In March 6 IssueRussell County NewsBy Wade Daffron, Columnist
The other day I was working on a guitar.
That's just kinda my thing. Some people rescue animals, I “rescue” guitars. I've reassembled guitars which have suffered the fate of having their necks snapped off, refinished guitars covered in stickers, but stop short of any electronic work.
The last time I tried that, I plugged a guitar in and it snapped, crackled and popped like a bowl of cereal. Then it started smoking like a campfire.
Anyway, the other day I was working on a guitar which had the headstock snapped off.
(Nah, you really don't want me going into that. OK, I will...)
This particular axe came into my possession about 13 (unlucky number) years ago. It's a 1972 Gibson Les Paul Custom (Feel free to catch your breath) with a “natural” finish, and yes, it weighs like, 500 pounds.
As far as looks go, it's kinda rough (as am I), but it's almost a dead ringer to the one Mick Ronson used during Bowie's Ziggy Stardust period, or Marc Bolan rocked with T-Rex.
OK, so I got this guitar because like most Gibsons from the early 70s, it had a cracked headstock. I can fix that, I thought to myself.
My son Evan and I spent days, weeks, months repairing and restoring the guitar. It was looking great...until we put strings on it, and realized I did not use the proper type of glue.
The crack re-opened the very first time we tuned it.
More days, weeks, months passed, and we had the guitar ready to be played again. This time, it was a “perfect” as it could be. Looked good, sounded, good, felt good.
One evening, when I was jamming with some friends at the house, a person who shall remain nameless (Renee') came to the door and motioned excitedly for me. The way she was acting, I assumed one of the kids was balancing dangerously on a precipice, or had set something or someone on fire.
I set my newly-resurrected guitar on a stand and dashed toward her.
As I did, my foot became tangled in the cord between my guitar and amplifier.
The guitar smacked the floor, and the headstock literally flew across the room.
(I'm still trying to figure out how that happened since it had the strings still attached to it.)
I looked at the guitar, then Renee'.
“I just wanted to tell you someone called for you earlier,” she said. “I don't know who it was, but I guess they'll call back later.”
I looked at the guitar, then Renee'. I was trying to remember if there was strings attached to her.

• GIVEN RECORDS:
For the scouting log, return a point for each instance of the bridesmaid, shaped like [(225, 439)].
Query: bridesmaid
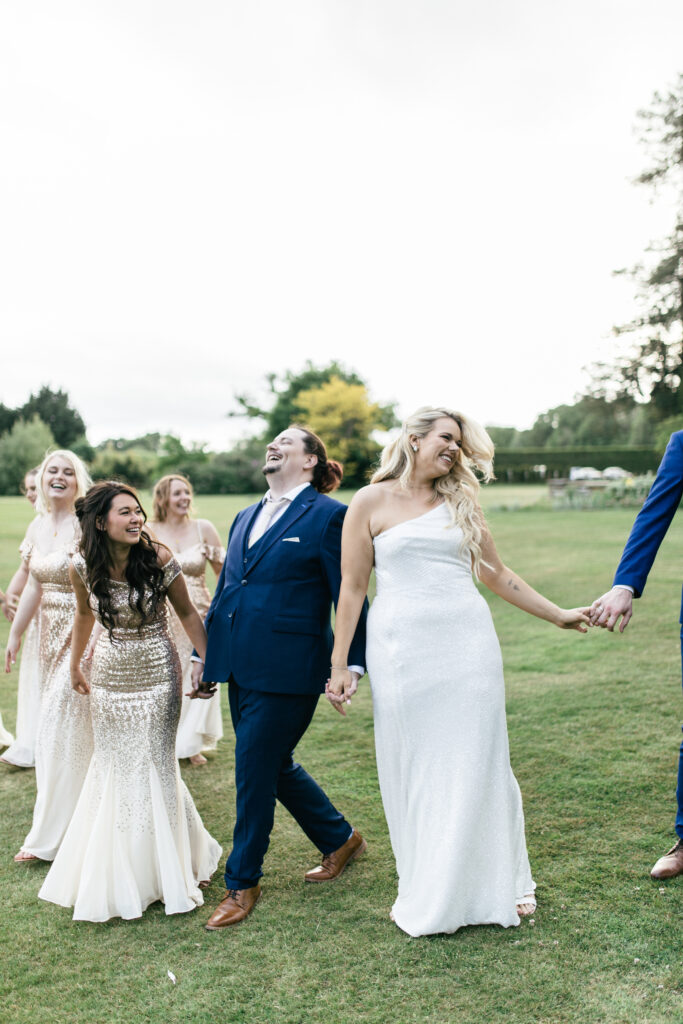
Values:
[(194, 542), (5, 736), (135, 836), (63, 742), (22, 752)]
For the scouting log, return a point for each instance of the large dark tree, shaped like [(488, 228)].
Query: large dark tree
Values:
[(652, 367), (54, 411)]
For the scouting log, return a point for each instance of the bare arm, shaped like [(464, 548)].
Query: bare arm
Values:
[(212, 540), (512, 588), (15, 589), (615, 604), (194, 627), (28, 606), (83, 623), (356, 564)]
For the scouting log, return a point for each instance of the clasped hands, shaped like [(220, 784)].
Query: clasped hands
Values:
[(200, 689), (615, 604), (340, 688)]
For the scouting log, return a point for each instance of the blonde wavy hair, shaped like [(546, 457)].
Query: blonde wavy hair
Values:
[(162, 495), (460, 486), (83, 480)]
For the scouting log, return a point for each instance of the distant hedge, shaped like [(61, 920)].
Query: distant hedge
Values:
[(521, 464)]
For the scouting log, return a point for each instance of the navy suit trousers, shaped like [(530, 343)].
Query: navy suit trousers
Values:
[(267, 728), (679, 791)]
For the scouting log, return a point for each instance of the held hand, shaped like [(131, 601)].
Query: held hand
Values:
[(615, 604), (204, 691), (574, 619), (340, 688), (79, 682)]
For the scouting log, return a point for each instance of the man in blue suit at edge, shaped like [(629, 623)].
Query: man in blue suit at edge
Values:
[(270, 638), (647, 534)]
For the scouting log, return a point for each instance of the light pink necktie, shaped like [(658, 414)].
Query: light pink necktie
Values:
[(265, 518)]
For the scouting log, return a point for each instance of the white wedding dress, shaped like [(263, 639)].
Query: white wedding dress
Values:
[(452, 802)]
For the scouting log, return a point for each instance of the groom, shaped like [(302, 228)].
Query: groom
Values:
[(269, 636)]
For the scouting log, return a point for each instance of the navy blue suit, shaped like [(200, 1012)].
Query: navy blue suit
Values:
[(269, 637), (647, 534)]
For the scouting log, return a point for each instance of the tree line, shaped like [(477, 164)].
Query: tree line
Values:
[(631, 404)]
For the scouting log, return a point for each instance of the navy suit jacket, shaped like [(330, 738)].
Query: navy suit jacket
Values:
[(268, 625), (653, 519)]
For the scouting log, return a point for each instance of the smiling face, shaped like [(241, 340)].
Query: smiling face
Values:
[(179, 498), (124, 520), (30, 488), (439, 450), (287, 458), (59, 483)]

• WHAT IS ASKED:
- A) List every person named in the guitar column.
- B) Multiply each coordinate in the listing's answers by 1.7, rounding to whole numbers with halves going up, and write out the stretch of the listing from the line containing "like [(302, 228)]." through the end of the listing, requests included. Leave the requests and their format samples unchanged.
The guitar column and the listing are unrelated material.

• ANSWERS BY TASK:
- A) Wade Daffron, Mick Ronson, Bowie, Marc Bolan, Evan, Renee'

- B)
For the scouting log, return a point for each instance of the groom, shaped like [(302, 228)].
Query: groom
Values:
[(457, 1081)]
For the scouting log, return a point for each instance of the navy blue suit, shaped like [(200, 1012)].
Query: navy blue suit
Values:
[(457, 1083), (1100, 908)]
For the scouting log, return a point for each instance of the tree line, shaped like [(477, 164)].
Query: tree line
Values:
[(1073, 687)]
For the scouting log, return a point for each instance of the navy suit jacket, shaped like [(330, 738)].
Query: navy suit jacket
Values:
[(456, 1063), (1110, 882)]
For the scouting log, return a point for each instance of the smiling face, shaped like [(241, 340)].
Query: smiling face
Values:
[(304, 847), (211, 884), (51, 830), (746, 765), (488, 779), (100, 821)]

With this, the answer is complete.